Provided material:
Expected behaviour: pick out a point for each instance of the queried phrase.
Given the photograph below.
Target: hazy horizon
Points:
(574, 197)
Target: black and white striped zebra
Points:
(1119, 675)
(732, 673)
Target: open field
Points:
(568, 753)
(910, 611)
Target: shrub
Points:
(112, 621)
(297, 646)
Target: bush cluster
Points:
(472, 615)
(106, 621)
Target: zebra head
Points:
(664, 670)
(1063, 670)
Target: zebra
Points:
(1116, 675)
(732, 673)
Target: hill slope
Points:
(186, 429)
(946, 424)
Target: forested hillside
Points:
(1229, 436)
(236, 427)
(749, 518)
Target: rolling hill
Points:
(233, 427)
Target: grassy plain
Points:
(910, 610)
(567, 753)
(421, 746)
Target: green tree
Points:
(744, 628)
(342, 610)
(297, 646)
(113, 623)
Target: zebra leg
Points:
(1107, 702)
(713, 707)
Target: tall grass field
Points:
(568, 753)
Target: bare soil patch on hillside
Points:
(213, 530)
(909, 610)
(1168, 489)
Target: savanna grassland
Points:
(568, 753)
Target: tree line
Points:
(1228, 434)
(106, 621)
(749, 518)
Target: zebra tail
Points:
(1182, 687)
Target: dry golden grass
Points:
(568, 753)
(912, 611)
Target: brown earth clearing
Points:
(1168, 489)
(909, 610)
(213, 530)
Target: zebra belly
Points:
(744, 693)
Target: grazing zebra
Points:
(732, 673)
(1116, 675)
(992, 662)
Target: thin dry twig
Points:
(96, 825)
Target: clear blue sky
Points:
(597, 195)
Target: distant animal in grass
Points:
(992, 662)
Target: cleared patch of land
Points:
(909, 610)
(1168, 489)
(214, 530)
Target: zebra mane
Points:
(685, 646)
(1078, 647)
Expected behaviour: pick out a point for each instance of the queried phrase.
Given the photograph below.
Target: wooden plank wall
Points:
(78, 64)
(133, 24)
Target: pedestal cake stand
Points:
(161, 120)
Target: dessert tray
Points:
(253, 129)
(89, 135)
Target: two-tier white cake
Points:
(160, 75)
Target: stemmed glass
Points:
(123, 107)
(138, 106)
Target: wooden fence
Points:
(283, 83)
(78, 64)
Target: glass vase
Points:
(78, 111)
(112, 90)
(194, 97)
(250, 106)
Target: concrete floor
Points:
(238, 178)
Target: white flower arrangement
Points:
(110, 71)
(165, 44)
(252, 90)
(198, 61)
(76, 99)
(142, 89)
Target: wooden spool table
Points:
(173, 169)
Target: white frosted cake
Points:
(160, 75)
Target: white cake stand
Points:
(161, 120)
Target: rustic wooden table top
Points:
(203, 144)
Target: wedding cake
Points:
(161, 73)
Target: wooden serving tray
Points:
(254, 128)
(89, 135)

What you will do:
List every line from the entries above in which "stand" appears.

Result of this task:
Target: pedestal cake stand
Target: white cake stand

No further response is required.